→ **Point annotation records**
################
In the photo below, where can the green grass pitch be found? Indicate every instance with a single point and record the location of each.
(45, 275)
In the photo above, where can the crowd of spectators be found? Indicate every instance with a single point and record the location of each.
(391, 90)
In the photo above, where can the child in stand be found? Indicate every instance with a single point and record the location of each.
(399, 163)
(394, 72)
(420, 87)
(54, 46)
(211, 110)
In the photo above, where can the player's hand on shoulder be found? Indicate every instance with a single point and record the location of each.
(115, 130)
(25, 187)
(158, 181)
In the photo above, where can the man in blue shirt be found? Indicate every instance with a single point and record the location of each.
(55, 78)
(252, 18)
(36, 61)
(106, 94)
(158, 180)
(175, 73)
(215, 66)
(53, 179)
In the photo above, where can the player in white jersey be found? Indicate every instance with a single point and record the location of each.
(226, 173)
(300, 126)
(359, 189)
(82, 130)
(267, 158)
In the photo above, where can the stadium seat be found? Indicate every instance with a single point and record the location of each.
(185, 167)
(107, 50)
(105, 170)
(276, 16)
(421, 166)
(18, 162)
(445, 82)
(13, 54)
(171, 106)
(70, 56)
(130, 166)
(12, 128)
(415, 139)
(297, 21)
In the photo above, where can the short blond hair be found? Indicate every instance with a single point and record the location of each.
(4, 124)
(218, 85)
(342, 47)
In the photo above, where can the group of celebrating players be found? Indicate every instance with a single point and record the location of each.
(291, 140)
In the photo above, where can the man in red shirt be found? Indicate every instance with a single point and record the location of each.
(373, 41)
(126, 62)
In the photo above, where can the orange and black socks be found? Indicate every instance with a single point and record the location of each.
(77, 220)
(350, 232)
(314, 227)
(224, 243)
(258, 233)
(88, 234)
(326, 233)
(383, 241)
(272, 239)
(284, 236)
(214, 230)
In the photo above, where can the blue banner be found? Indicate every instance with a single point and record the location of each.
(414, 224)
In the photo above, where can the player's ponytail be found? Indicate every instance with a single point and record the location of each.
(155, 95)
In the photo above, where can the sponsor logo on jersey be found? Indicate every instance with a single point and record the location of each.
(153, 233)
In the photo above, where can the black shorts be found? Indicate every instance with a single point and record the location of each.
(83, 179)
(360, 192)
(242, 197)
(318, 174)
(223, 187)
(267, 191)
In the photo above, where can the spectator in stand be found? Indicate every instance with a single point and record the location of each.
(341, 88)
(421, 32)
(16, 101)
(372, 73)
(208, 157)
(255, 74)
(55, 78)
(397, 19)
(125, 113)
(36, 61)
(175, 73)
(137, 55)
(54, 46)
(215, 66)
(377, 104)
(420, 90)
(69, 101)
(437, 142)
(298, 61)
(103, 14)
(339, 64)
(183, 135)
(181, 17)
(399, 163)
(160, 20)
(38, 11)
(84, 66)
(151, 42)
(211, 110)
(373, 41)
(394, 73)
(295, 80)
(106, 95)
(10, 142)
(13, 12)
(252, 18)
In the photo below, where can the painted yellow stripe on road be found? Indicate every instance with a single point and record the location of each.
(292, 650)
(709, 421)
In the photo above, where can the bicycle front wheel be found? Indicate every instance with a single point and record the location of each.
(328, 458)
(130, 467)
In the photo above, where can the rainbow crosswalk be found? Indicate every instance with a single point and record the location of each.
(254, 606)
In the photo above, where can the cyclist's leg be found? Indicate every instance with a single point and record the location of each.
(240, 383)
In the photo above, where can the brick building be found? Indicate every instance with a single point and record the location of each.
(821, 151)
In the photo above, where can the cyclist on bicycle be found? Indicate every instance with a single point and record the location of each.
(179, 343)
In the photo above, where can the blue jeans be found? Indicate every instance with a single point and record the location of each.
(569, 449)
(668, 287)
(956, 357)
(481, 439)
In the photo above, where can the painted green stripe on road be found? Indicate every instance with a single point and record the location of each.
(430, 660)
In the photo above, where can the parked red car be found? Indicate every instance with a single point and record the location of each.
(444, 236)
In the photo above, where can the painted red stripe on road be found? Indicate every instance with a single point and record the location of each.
################
→ **Goal of the exercise**
Print every record above exactly as written.

→ **Output**
In the photo below, where can the green grass pitch be found? Indicate every instance with a single point and record the location of each.
(45, 275)
In the photo above, where can the crowd of spectators be found? Indicate every instance with a single point and record the location of each.
(391, 90)
In the photo above, where can the child in stand be found? Indicate every instance with a single point and record the location of each.
(399, 163)
(394, 72)
(420, 87)
(54, 46)
(211, 110)
In the photo above, where can the player's hand on shoulder be found? Indicate every instance with a single point and record the location of each.
(115, 130)
(25, 187)
(158, 181)
In the photo above, where can the man in blue shirt be found? Indicate every instance with a single point and record the location of each.
(55, 78)
(252, 18)
(36, 61)
(106, 94)
(158, 180)
(175, 73)
(215, 66)
(53, 179)
In the photo above, where can the player in white jersey be found? Indicate every instance with a single point and record the location of each.
(226, 173)
(300, 126)
(359, 189)
(82, 130)
(267, 158)
In the photo above, where can the stadium seat be found? Indicate every instance with a single point and record the location of each.
(185, 167)
(107, 50)
(105, 170)
(276, 16)
(421, 166)
(18, 162)
(445, 82)
(13, 54)
(171, 106)
(70, 56)
(130, 166)
(12, 128)
(415, 139)
(297, 21)
In the photo above, where can the short blond hair be found? Indicate every instance with a single point and record the location of each.
(4, 124)
(218, 85)
(342, 47)
In the photo above, where can the group of celebrating players be found? Indicate every instance with a single point and record the location of each.
(291, 140)
In the photo above, where can the man in red shirt be found? Indicate every instance with a single point and record the location of each.
(373, 41)
(126, 62)
In the photo above, where can the orange and black socks be found? Indicate every instance with a single point and record the location of each.
(77, 220)
(350, 232)
(314, 227)
(224, 243)
(258, 233)
(88, 234)
(326, 233)
(383, 241)
(272, 239)
(284, 236)
(214, 230)
In the photo above, where can the blue banner be found? Indicate every instance with a single point and record the location of each.
(414, 224)
In the photo above, where can the player's ponytail be found? Indicate every instance with a single point and record the location of each.
(155, 95)
In the photo above, where can the sponsor logo on jersey be found? Indicate every instance with a single point and record the location of each.
(153, 233)
In the photo above, where can the black shorts be found? Indicate every instance with a single point and record the location of each.
(83, 179)
(360, 192)
(242, 197)
(318, 174)
(223, 187)
(267, 191)
In the photo above, where can the spectator in stand be found? Indicate every instance with a single point and record the location of each.
(341, 88)
(421, 32)
(16, 101)
(372, 73)
(208, 157)
(255, 74)
(55, 78)
(397, 19)
(125, 113)
(36, 61)
(175, 73)
(137, 55)
(54, 46)
(215, 66)
(377, 104)
(420, 90)
(69, 101)
(437, 142)
(298, 61)
(103, 14)
(339, 64)
(183, 135)
(181, 17)
(399, 163)
(160, 20)
(38, 11)
(84, 66)
(151, 42)
(211, 110)
(373, 41)
(394, 73)
(295, 80)
(106, 95)
(10, 142)
(13, 12)
(252, 18)
In the photo below, where can the painted yellow stripe on road be found? Indicate every instance with a single point and record the location of each.
(292, 650)
(709, 421)
In the photo above, where can the bicycle front wheel be found? Indicate every instance with a single point and record the location of each.
(328, 458)
(130, 467)
In the photo above, where can the rainbow crosswalk be found? Indicate every instance with a single point and record the location of each.
(254, 606)
In the photo above, where can the cyclist's leg be found? Indicate every instance with a single point and record the location of each.
(240, 383)
In the photo above, where can the brick building be found? Indicate every instance with a single point and record the location of each.
(821, 151)
In the photo above, where can the cyclist on bicycle be found? Indicate every instance with a single point and record the location of each.
(179, 343)
In the photo above, where can the blue jeans be found? Indicate every instance with a single point and record the location of each.
(569, 449)
(668, 287)
(956, 357)
(481, 439)
In the photo above, where can the painted green stripe on road be found? Indicate every instance with a single point and record the location of each.
(430, 660)
In the photo above, where can the parked red car be found? Indicate every instance with a single point and record the location of each.
(444, 236)
In the photo above, where can the painted red stripe on road be found? Indicate every instance with a single point and record the location of each.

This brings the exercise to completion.